**What to do:** Rewrite the entries below, replacing every instance of "comma-separated" with "comma-delimited" and leaving everything else unchanged.

**Records provided:**
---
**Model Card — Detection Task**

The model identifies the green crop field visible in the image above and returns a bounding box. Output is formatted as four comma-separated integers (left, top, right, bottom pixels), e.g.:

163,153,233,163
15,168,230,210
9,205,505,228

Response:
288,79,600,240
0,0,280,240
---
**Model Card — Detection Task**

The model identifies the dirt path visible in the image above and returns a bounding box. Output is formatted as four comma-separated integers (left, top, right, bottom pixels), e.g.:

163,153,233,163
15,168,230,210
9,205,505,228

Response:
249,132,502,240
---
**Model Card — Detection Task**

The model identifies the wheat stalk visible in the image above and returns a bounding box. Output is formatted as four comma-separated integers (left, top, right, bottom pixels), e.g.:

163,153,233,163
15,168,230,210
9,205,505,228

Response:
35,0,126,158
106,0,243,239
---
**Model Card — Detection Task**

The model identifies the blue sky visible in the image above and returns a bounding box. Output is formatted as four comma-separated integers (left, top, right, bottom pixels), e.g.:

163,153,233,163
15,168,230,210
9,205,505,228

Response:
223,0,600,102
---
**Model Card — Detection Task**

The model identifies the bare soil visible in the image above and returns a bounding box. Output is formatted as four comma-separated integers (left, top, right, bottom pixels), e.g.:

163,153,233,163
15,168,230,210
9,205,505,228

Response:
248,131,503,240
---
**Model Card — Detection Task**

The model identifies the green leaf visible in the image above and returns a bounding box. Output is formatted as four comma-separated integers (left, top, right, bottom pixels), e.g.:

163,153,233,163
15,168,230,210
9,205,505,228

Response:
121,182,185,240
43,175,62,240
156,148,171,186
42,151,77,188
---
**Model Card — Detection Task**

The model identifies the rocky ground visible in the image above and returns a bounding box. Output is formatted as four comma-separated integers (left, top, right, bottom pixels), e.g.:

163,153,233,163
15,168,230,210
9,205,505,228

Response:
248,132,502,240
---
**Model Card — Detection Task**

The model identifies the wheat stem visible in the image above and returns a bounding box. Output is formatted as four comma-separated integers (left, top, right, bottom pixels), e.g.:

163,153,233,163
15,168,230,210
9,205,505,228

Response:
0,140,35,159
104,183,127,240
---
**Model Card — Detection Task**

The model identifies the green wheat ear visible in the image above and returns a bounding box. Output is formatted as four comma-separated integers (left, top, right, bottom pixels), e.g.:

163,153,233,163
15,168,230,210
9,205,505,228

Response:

**Task answer:**
---
**Model Card — Detection Task**

The model identifies the green crop field visible in the image above and returns a bounding box. Output is formatted as four comma-delimited integers (left, top, right, bottom pixels), e.g.:

163,153,233,163
15,168,230,210
9,205,505,228

Response:
288,79,600,240
0,0,280,240
---
**Model Card — Detection Task**

The model identifies the dirt path visible in the image above and returns a bounding box. Output is formatted as four comma-delimited integers (left, top, right, bottom pixels), e.g.:

163,153,233,163
15,168,230,210
9,205,505,228

Response:
249,132,502,240
---
**Model Card — Detection Task**

The model identifies the wheat stalk visible in the image above and returns a bounding box. Output is formatted as four comma-delimited integers (left, top, right, bottom pixels), e.g.:

163,153,233,163
15,168,230,210
9,205,505,228

Response:
35,0,126,158
106,0,243,239
---
**Model Card — Detection Task**

The model identifies the blue sky visible in the image above and returns a bounding box. Output is formatted as four comma-delimited integers (left, top, right, bottom pixels), e.g.:

163,153,233,163
15,168,230,210
9,205,505,228

Response:
223,0,600,102
---
**Model Card — Detection Task**

The model identifies the bare soil visible in the image above and returns a bounding box. Output is formatted as four comma-delimited integers (left, top, right, bottom pixels), e.g.:

163,153,233,163
15,168,230,210
9,205,505,228

Response:
248,131,503,240
---
**Model Card — Detection Task**

The model identifies the green leaf visible in the image above and returns a bounding box. Output is formatted as four comma-delimited integers (left, top, right, bottom pixels), e.g.:

163,153,233,163
15,168,230,210
9,205,505,228

Response:
121,182,185,240
43,175,62,240
156,148,171,186
42,151,77,188
---
**Model Card — Detection Task**

The model identifies the rocky ground visible in the image above and returns a bounding box. Output is formatted as four comma-delimited integers (left, top, right, bottom pixels), e.g.:

163,153,233,163
15,168,230,210
9,205,505,228

Response:
248,132,502,240
---
**Model Card — Detection Task**

The model identifies the wheat stem visible in the image above and returns a bounding box. Output is formatted as four comma-delimited integers (left, top, right, bottom pixels), e.g.:

163,153,233,163
15,168,230,210
9,205,505,228

Response:
0,140,35,159
104,183,127,240
---
**Model Card — Detection Task**

The model identifies the green wheat ear visible in the image above and returns a bounding box. Output is formatted as four comma-delimited integers (left, top, right, bottom pixels), e.g.:

163,153,233,163
15,168,230,210
9,205,505,228

Response:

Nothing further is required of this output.